RECORD SET:

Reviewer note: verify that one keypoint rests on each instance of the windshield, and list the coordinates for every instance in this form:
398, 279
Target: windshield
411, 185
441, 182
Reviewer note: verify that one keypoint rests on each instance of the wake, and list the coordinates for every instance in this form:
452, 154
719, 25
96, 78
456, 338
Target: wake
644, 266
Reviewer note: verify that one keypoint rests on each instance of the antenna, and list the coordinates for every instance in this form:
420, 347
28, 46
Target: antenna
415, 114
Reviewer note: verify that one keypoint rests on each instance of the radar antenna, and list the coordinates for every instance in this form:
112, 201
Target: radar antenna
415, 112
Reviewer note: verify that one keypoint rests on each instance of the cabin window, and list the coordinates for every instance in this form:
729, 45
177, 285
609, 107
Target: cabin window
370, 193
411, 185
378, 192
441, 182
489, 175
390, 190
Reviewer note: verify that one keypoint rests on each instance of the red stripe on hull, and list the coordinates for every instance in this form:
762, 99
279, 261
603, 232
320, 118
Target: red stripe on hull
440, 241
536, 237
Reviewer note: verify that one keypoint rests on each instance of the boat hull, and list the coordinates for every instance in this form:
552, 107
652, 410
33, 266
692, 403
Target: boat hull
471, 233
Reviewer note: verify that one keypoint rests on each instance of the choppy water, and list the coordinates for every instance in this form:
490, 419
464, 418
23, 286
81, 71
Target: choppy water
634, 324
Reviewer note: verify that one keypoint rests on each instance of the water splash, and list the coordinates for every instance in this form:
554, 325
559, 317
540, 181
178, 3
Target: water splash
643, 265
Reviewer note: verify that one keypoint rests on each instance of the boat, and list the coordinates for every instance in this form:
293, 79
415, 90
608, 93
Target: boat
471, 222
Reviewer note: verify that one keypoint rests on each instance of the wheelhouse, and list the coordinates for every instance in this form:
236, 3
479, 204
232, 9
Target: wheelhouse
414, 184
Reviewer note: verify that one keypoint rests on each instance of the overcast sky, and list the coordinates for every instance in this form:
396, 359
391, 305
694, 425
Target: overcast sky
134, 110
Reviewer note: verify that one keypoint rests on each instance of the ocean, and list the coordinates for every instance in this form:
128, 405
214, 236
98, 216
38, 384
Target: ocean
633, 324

YOUR GOAL: Extract each entry in full, exactly as given.

OUTPUT BELOW:
Reviewer note: verify that one keypoint rests on each instance of the windshield, and list the coordinates for every instance in this form:
398, 279
Target: windshield
411, 185
441, 182
Reviewer note: verify that one keypoint rests on each instance of the wake, and list the coordinates for every instance in this form:
452, 154
719, 25
96, 78
456, 338
Target: wake
644, 266
Reviewer note: verify that one keypoint rests on each instance of the antenna, and list the coordinates for every instance in this form:
420, 347
28, 46
Target: antenna
415, 114
Reviewer note: verify that one keypoint rests on each instance of the radar antenna, and list the coordinates for every instance in this form:
112, 201
Target: radar antenna
415, 112
Reviewer note: verify that one keypoint rests on each instance of the cabin window, and list the coordinates for every instance in this form:
729, 45
177, 285
609, 107
Target: cabin window
370, 193
411, 185
378, 192
441, 182
489, 175
390, 190
Reviewer note: verify that one keypoint rests on each instance of the red stripe on hull, and list the coordinates for every instance in this form:
762, 99
279, 261
603, 232
320, 118
Target: red stripe on hull
440, 241
536, 237
Reviewer note: verify that one keypoint rests on each instance of the boat hull, and list the coordinates for every instance in this form:
552, 107
652, 410
33, 266
692, 403
Target: boat hull
471, 233
Reviewer note: verify that one keypoint rests on each instance of the choppy water, and list the coordinates for every instance in this form:
490, 419
464, 418
23, 286
81, 71
Target: choppy water
634, 324
Reviewer note: verify that one keypoint rests on each instance of the water splash, and list the coordinates for every instance in this form:
554, 325
559, 317
540, 181
178, 3
Target: water splash
643, 265
Reviewer note: verify that one keypoint rests on each instance of the boat, and list the coordinates for every instance in this form:
293, 79
415, 90
608, 93
Target: boat
471, 222
Reviewer note: verify that one keypoint rests on each instance of the wheelhouse, and list the coordinates for every instance in this form:
236, 3
479, 204
232, 9
Target: wheelhouse
414, 184
Reviewer note: verify that one keypoint rests on each instance of the overcast sky, and list the coordinates for every instance in this form:
396, 359
391, 305
694, 425
Target: overcast sky
134, 110
Reviewer note: verify that one keypoint rests on each instance of the ocean, and list the coordinates for every instance in this form:
128, 405
214, 236
98, 216
38, 384
Target: ocean
633, 324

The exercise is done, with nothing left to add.